**What the task asks**: Show each line of the records in which the word "pane" occurs.
BEGIN Task input
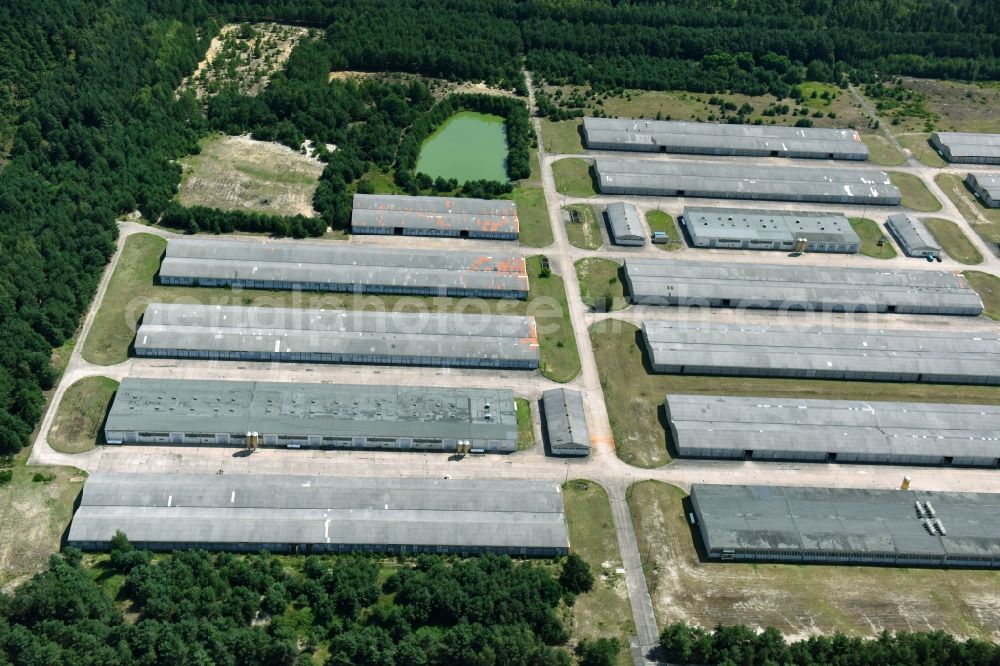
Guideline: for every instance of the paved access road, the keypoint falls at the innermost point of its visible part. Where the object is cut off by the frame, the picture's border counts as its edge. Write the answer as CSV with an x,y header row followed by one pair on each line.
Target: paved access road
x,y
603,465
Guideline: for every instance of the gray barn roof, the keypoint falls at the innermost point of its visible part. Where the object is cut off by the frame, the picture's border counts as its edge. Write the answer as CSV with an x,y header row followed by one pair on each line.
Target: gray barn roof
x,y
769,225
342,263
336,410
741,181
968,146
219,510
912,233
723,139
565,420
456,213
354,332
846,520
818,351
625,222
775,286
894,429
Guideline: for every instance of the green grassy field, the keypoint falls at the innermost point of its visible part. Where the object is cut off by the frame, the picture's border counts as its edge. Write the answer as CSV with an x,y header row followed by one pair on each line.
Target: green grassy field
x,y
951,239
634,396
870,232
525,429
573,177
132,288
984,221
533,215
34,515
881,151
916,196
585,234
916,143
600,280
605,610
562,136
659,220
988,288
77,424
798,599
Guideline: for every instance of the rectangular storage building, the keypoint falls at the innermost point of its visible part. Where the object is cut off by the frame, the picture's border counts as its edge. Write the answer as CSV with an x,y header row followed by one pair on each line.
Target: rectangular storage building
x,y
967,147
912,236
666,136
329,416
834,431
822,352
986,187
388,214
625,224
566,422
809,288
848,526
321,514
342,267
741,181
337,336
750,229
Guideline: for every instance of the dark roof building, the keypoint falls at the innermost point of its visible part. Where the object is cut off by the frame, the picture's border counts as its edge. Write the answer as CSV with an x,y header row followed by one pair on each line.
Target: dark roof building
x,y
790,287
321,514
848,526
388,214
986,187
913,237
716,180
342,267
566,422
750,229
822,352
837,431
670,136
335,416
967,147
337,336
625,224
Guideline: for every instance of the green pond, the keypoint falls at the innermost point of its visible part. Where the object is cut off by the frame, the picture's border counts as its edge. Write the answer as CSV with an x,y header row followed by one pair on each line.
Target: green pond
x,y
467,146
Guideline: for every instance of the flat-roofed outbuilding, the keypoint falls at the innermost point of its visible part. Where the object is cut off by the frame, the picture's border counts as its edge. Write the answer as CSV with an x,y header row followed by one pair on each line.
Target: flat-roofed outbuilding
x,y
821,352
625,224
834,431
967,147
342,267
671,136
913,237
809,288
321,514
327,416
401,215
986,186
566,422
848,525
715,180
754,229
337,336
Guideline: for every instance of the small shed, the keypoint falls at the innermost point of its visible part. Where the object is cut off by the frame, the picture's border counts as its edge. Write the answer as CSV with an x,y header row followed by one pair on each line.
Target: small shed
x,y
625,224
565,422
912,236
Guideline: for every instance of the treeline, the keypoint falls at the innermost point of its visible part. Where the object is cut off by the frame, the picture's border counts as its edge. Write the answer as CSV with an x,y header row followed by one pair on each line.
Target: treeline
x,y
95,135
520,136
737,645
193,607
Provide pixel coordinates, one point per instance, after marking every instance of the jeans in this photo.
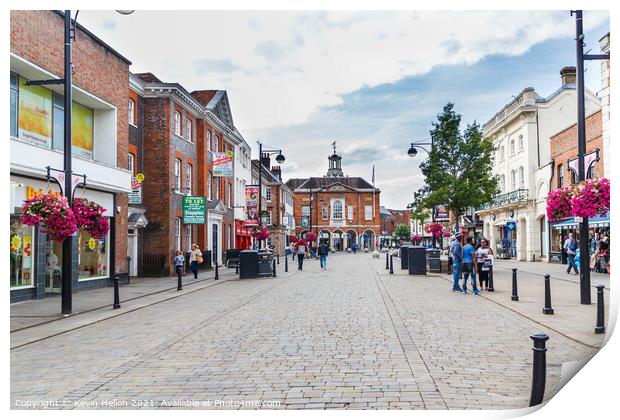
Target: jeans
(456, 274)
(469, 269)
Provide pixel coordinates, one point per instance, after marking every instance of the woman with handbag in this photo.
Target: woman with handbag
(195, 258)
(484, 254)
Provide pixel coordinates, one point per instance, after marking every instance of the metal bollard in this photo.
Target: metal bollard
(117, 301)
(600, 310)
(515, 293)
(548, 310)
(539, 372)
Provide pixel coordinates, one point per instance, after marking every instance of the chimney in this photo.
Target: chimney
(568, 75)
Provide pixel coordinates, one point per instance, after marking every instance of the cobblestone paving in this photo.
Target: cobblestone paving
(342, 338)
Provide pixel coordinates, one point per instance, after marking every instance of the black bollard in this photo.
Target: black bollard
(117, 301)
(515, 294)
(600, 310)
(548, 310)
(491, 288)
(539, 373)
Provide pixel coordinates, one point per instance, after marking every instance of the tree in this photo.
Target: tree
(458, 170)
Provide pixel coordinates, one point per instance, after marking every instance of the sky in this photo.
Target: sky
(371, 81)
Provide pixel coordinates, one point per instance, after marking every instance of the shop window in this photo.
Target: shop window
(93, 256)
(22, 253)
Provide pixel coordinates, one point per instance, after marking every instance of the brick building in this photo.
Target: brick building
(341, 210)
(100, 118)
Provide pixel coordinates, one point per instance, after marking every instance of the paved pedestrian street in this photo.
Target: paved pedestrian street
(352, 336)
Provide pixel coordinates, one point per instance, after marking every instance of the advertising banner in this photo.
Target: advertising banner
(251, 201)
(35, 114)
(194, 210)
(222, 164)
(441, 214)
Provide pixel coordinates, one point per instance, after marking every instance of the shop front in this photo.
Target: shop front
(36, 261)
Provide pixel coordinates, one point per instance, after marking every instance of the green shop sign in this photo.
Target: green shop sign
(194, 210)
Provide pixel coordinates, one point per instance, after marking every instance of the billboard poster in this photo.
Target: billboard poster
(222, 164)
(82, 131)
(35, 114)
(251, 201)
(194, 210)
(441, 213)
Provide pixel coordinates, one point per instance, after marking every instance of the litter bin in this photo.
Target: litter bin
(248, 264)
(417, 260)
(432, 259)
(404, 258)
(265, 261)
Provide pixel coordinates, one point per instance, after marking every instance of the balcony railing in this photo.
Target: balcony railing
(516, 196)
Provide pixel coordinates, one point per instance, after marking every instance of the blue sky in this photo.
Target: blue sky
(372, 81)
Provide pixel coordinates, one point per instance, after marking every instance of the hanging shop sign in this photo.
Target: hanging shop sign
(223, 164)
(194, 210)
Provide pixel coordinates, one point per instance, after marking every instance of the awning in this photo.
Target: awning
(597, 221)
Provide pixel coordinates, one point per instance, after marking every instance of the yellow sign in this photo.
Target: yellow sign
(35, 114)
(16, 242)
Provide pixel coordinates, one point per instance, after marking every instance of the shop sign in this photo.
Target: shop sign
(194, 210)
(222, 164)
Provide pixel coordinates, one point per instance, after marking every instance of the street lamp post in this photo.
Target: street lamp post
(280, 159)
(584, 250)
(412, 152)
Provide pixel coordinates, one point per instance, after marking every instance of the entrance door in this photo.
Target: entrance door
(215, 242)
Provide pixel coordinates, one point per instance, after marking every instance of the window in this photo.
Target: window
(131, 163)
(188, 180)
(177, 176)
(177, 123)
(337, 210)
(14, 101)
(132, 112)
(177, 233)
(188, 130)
END Task input
BEGIN Task input
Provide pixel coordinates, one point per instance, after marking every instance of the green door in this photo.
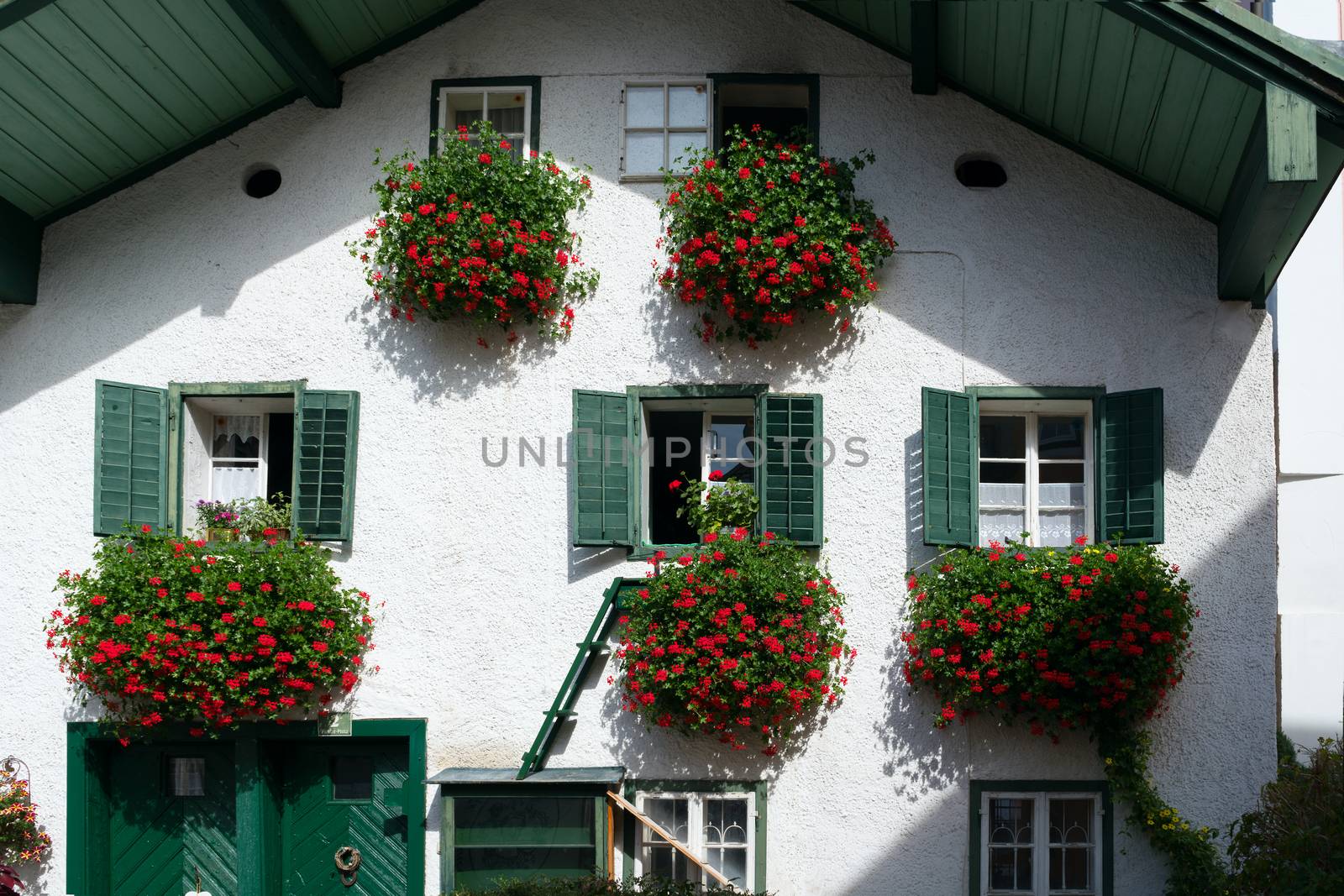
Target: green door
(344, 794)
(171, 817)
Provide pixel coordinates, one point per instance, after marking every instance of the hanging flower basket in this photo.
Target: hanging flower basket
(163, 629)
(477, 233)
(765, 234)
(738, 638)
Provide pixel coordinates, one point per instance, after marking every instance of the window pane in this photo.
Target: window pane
END Task input
**Exercise solution**:
Provide pixel coordinates, one point per instance, after marking every instance of the window pane in this photo.
Target: window pane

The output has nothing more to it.